_DATA SUPPLIED_.
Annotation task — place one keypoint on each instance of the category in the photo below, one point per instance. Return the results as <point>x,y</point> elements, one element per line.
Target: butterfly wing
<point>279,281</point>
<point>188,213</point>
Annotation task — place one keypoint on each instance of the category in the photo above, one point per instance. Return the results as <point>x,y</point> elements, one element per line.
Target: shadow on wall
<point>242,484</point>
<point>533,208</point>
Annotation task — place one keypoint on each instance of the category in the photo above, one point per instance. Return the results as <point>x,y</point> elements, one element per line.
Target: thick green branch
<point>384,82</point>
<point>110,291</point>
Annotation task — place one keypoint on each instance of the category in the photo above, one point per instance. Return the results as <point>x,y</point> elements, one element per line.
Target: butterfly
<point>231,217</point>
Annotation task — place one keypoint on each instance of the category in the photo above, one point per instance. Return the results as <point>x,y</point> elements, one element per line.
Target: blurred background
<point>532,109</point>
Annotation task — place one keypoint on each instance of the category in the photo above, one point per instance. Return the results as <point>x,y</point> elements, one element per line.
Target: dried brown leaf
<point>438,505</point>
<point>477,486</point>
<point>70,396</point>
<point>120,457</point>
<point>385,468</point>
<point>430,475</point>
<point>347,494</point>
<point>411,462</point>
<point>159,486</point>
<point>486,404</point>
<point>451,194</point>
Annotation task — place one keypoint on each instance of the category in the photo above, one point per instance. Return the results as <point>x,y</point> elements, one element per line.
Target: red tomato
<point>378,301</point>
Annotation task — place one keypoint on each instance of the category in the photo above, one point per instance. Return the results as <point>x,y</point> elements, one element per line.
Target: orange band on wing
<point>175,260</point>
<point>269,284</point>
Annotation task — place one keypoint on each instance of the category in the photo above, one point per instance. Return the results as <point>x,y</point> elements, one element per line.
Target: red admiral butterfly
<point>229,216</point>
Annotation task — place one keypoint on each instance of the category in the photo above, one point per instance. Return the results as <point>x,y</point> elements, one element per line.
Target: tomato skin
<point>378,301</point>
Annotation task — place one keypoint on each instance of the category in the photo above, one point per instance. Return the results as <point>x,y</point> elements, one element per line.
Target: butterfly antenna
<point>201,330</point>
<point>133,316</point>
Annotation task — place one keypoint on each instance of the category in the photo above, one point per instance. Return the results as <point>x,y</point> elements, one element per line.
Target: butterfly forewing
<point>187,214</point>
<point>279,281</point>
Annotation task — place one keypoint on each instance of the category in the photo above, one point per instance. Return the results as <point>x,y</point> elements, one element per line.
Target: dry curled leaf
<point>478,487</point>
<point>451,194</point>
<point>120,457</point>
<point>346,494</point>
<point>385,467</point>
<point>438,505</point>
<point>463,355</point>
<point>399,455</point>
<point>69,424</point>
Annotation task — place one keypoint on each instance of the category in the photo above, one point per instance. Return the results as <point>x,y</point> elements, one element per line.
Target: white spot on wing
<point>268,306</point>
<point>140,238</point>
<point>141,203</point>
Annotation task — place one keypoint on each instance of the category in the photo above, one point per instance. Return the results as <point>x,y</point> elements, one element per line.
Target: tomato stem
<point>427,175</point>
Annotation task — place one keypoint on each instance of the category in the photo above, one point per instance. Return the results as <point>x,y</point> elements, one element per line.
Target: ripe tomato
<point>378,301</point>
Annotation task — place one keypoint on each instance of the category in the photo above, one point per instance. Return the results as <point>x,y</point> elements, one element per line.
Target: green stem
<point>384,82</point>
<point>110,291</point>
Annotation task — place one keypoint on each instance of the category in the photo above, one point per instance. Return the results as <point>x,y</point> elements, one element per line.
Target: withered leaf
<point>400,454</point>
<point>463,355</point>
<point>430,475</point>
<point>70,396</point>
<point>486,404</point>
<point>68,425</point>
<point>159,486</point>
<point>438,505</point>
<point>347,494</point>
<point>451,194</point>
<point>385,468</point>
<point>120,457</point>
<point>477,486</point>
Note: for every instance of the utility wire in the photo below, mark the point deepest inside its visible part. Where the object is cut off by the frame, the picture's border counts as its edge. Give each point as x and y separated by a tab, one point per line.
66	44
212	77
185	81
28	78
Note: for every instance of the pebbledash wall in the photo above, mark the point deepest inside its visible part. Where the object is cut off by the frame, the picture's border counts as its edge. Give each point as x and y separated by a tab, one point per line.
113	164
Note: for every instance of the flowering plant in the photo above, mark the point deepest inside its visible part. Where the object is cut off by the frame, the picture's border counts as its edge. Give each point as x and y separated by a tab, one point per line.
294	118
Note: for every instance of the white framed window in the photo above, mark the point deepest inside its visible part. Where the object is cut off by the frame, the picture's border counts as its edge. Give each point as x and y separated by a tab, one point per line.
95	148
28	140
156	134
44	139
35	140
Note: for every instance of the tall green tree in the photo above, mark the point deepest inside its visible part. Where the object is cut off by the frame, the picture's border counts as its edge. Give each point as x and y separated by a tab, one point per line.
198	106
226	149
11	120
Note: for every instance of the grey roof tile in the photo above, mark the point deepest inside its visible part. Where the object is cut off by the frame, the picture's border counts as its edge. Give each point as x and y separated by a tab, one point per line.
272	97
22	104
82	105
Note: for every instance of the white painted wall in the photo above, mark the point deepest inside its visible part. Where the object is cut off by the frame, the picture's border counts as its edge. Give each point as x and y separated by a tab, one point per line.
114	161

_TASK STATEMENT_.
Please output the complete data exactly.

_TASK ANSWER_.
Annotation task — place one keypoint on each instance of the category in the photo below, one point per instance. Return the results as <point>x,y</point> elements, one element per line.
Target: butterfly wing
<point>279,281</point>
<point>188,213</point>
Annotation task — place one keypoint on each instance of the category in the photo above, one point per instance. Return the results as <point>x,y</point> elements, one element per line.
Target: shadow on wall
<point>242,484</point>
<point>533,208</point>
Annotation task — place one keypoint on each instance of the category in the photo above, one point per instance. Return the results as <point>x,y</point> elements, one element per line.
Target: thick green branch
<point>384,82</point>
<point>110,291</point>
Annotation task — place one keypoint on each instance of the category in the photo above, one point per instance. Return the results as <point>x,y</point> elements, one element per line.
Target: butterfly
<point>231,217</point>
Annotation task — place one keypoint on each instance of the category in the photo above, one point per instance. Return the results as <point>x,y</point> elements, one element per line.
Target: blurred background
<point>532,109</point>
Annotation task — place one keypoint on each instance of the category in the photo above, one point per instance. Return the results as <point>x,y</point> elements, one element per line.
Target: dried brown leaf
<point>438,505</point>
<point>477,486</point>
<point>70,396</point>
<point>120,457</point>
<point>385,468</point>
<point>430,475</point>
<point>347,494</point>
<point>411,462</point>
<point>159,486</point>
<point>486,404</point>
<point>451,194</point>
Annotation task — place one keypoint on each instance of the category in the photo above, one point per instance. Return the results as <point>x,y</point> elements, one element per line.
Target: red tomato
<point>378,301</point>
Annotation task — place one keypoint on each instance of the category in the photo above, one point per instance. Return the results as <point>x,y</point> elements, one element per line.
Target: orange band on wing
<point>175,260</point>
<point>269,284</point>
Annotation task — place one keypoint on each instance of the category in the photo above, one point per instance. Return the results as <point>x,y</point> elements, one element per line.
Target: red admiral butterfly
<point>229,216</point>
Annotation task — place one keypoint on each instance of the category in the photo above, one point per instance. Return the results as <point>x,y</point> elements, one element per line.
Target: tomato skin
<point>378,301</point>
Annotation task — place one keypoint on each instance of the category in the photo above, one point per instance. Return the results as <point>x,y</point> elements, one element per line.
Target: butterfly antenna
<point>201,330</point>
<point>133,316</point>
Annotation task — place one keypoint on each instance of the category in the photo above, one point per instance. Return the results as <point>x,y</point> elements, one element per line.
Target: butterfly forewing
<point>187,214</point>
<point>279,281</point>
Annotation task — place one keypoint on each instance of the category in the photo above, one point per instance. Return the results as <point>x,y</point> elements, one element per line.
Target: dry curled leaf
<point>478,487</point>
<point>451,194</point>
<point>120,457</point>
<point>346,494</point>
<point>385,467</point>
<point>438,505</point>
<point>463,355</point>
<point>399,455</point>
<point>69,424</point>
Annotation task — place one keypoint on each instance of the category in the photo above, one point per instance. Return the results as <point>x,y</point> elements, one element per line.
Target: white spot on wing
<point>268,306</point>
<point>140,238</point>
<point>141,203</point>
Annotation task — place one keypoint on each instance of the category in the photo above, one point per instance. Return the results as <point>x,y</point> elements, one element per line.
Target: tomato stem
<point>427,175</point>
Annotation task — place one keypoint on each instance of the category in the photo above, one point per instance. Return the results as <point>x,y</point> elements, one element per line.
Target: ripe tomato
<point>378,301</point>
Annotation task — place one keypoint on each instance of the category in the photo above, one point per instance. Return the results as <point>x,y</point> elements, one element per line.
Target: green stem
<point>384,82</point>
<point>110,291</point>
Annotation task — place one keypoint on each instance of the category in the photo above, one point per instance. Return the results as <point>x,y</point> elements, one element per line.
Target: withered leaf
<point>400,454</point>
<point>463,355</point>
<point>430,475</point>
<point>70,396</point>
<point>486,404</point>
<point>68,425</point>
<point>159,486</point>
<point>438,505</point>
<point>347,494</point>
<point>451,194</point>
<point>385,468</point>
<point>120,457</point>
<point>477,486</point>
Note: for every instance of the utility wire in the photo below, mark the point deepest inside its visible part. Where the object is cut off by the frame, the picture's border counts as its edge. Give each point as x and y separated by a tab, one point per line.
66	44
212	77
185	81
28	78
Note: for every instance of the pebbledash wall in the photo above, mark the point deepest inside its visible part. Where the object is cut off by the frame, the picture's border counts as its edge. Give each point as x and y separated by a tab, one point per line.
113	164
Note: for every instance of the flowering plant in the photo above, mark the point deepest inside its visible part. Where the object is cut off by the frame, the picture's border counts as its edge. Give each point as x and y separated by a tab, one point per line.
294	118
Note: for every instance of the white framed window in the photo above, mark the point deepest inside its visible part. Where the object is cut off by the frame, the picture's border counts as its edge. Give each point as x and y separated by a tab, one point per line.
95	148
28	140
156	134
44	139
35	140
Note: for every instance of the tall green tree in the photo above, mark the point deepest inside its visible part. Where the object is cut off by the frame, the picture's border counts as its edge. Give each point as x and y separated by a tab, one point per line.
198	106
226	149
11	120
Note: for every instance of the grey roof tile in the photo above, mark the point deepest inside its visible part. Where the object is cut off by the frame, the picture's border counts as its edge. Give each point as x and y separated by a tab, one point per line.
272	97
22	104
82	105
Note: for every instance of the white painted wall in the photo above, mark the point deepest inside its visible part. Where the object is cut off by the frame, the picture's border counts as its edge. Give each point as x and y separated by a tab, one point per line.
114	161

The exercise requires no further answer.